▶ Directions: Omit the images. Restate all of the records word for word.
Start of Source material
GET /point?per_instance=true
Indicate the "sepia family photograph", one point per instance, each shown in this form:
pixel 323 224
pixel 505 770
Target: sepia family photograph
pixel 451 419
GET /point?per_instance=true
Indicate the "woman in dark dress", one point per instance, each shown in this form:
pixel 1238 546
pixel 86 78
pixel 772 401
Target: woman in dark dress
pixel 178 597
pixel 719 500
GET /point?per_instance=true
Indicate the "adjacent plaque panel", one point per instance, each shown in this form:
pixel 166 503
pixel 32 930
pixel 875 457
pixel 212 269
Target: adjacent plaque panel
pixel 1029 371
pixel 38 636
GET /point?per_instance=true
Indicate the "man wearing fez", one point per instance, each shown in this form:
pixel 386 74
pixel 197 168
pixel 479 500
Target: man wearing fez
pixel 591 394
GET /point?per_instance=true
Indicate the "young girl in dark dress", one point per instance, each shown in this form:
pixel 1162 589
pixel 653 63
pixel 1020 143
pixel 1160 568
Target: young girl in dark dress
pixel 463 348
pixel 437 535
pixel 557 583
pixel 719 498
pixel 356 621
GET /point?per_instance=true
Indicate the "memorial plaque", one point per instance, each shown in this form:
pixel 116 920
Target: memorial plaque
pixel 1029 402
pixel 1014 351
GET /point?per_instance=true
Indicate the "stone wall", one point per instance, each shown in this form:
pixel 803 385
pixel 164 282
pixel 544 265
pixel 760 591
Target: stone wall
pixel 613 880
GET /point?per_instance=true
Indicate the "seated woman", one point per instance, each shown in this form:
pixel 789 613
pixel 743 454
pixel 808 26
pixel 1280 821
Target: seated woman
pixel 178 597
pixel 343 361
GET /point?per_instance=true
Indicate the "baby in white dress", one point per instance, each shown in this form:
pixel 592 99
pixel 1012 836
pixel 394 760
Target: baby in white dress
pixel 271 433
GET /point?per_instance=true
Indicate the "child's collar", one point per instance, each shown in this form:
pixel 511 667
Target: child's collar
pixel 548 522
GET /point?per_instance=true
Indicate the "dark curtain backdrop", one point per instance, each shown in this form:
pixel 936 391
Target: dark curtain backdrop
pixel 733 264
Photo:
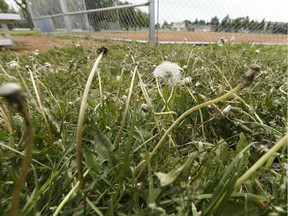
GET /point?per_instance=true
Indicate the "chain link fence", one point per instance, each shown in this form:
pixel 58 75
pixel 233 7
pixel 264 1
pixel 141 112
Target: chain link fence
pixel 258 21
pixel 182 21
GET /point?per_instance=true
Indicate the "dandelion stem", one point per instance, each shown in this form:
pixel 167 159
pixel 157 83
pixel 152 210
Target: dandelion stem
pixel 81 121
pixel 261 161
pixel 14 208
pixel 126 108
pixel 248 78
End of Source material
▶ Completed task:
GET /point?per_instance=true
Indicate the "sepia family photograph", one point per instance, each shown in this form:
pixel 323 224
pixel 505 770
Target: sepia family photograph
pixel 451 419
GET /point?per_instance=true
Indicate the "woman in dark dress", one point per instance, each shown in this form:
pixel 1238 546
pixel 86 78
pixel 772 401
Target: woman in dark dress
pixel 178 597
pixel 719 500
GET /point?per_instance=true
Indicate the "adjacent plaque panel", one point per instance, each shown in this form:
pixel 166 503
pixel 32 930
pixel 875 457
pixel 212 269
Target: adjacent plaque panel
pixel 1029 371
pixel 38 636
GET /point?per_instance=true
Indicate the "man wearing fez", one point per instance, each shown in this form:
pixel 386 74
pixel 197 168
pixel 479 500
Target: man wearing fez
pixel 591 394
GET /point?per_instance=true
Indicate the "young girl in dark dress", one point per instance, each shown in this form:
pixel 1162 589
pixel 653 63
pixel 1020 143
pixel 1160 568
Target: young girl in dark dress
pixel 463 348
pixel 437 535
pixel 557 583
pixel 719 498
pixel 356 621
GET /point?per_instance=true
Indicate the "memorial plaque", one point per instance, each shown in this form:
pixel 116 920
Target: memorial plaque
pixel 1029 402
pixel 1014 351
GET /point?per_instance=true
Indicate the "stone wall", one point per instance, each shown in this form:
pixel 803 385
pixel 164 282
pixel 544 265
pixel 760 591
Target: stone wall
pixel 613 880
GET /point?per_instance=true
Indicate the "seated woman", one point per instance, each shown in this form:
pixel 789 613
pixel 743 454
pixel 808 26
pixel 1280 821
Target: seated woman
pixel 178 597
pixel 343 361
GET /point?per_instance=true
Indicate the "baby in white dress", one point per instance, each shown in this form:
pixel 592 99
pixel 1012 836
pixel 394 760
Target: baby in white dress
pixel 271 433
GET /point?per_instance=true
Indicate the "child's collar", one point per instance, each shown in this form:
pixel 511 667
Target: child's collar
pixel 548 522
GET /point?per_instance=true
Indicate the "dark curtain backdrop", one point per instance, each shown in this form:
pixel 936 391
Target: dark curtain backdrop
pixel 733 264
Photo:
GET /point?per_instance=true
Indicate the "chain link fence", one point per instance, each shown in this form:
pixel 58 75
pixel 233 7
pixel 264 1
pixel 141 112
Target: chain link fence
pixel 258 21
pixel 182 21
GET /point?per_instance=true
Indicate the "dandelion stem", one point per instance, each shown in this form:
pixel 167 159
pixel 157 83
pixel 152 210
Target: dandelion stem
pixel 81 121
pixel 261 161
pixel 14 208
pixel 126 108
pixel 248 78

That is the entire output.